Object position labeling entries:
§

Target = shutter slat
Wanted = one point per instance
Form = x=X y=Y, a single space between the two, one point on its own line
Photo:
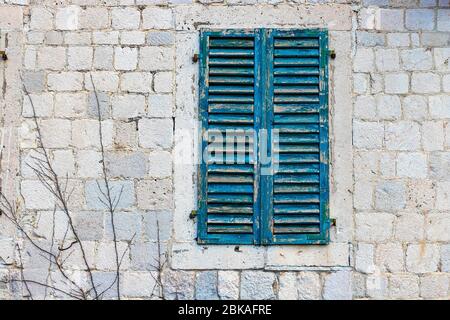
x=229 y=219
x=230 y=108
x=227 y=52
x=297 y=138
x=289 y=80
x=295 y=108
x=298 y=158
x=296 y=148
x=297 y=118
x=296 y=198
x=231 y=43
x=292 y=219
x=230 y=188
x=297 y=229
x=230 y=198
x=229 y=228
x=296 y=53
x=230 y=208
x=296 y=62
x=296 y=43
x=230 y=80
x=293 y=71
x=231 y=71
x=230 y=118
x=297 y=188
x=299 y=168
x=296 y=209
x=296 y=178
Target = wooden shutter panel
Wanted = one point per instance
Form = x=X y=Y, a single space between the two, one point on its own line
x=228 y=211
x=298 y=110
x=274 y=80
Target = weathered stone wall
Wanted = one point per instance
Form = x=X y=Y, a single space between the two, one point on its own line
x=390 y=146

§

**INSTRUCTIONS FOR THE TASK:** Return every line of the entries above unchanged, omitting the pictures.

**TASK RESPONSE:**
Target = shutter slat
Wanted = one point per instance
Form = x=X y=Y, a single space between the two, one point on its own line
Photo:
x=229 y=219
x=230 y=108
x=227 y=52
x=297 y=138
x=289 y=80
x=295 y=108
x=298 y=158
x=296 y=148
x=297 y=118
x=296 y=198
x=231 y=43
x=292 y=219
x=230 y=188
x=297 y=229
x=230 y=198
x=229 y=228
x=296 y=53
x=230 y=208
x=296 y=62
x=296 y=43
x=230 y=80
x=293 y=71
x=231 y=71
x=230 y=118
x=297 y=188
x=299 y=168
x=296 y=209
x=296 y=178
Target = wooden shutter panel
Wanted = one point per instance
Form = x=X y=Y, a single space between the two, one point on its own line
x=228 y=211
x=298 y=110
x=274 y=80
Target = weathered stone wall
Wanted = one point per instance
Form = x=X y=Y, a single space between the two, one point on its own line
x=390 y=146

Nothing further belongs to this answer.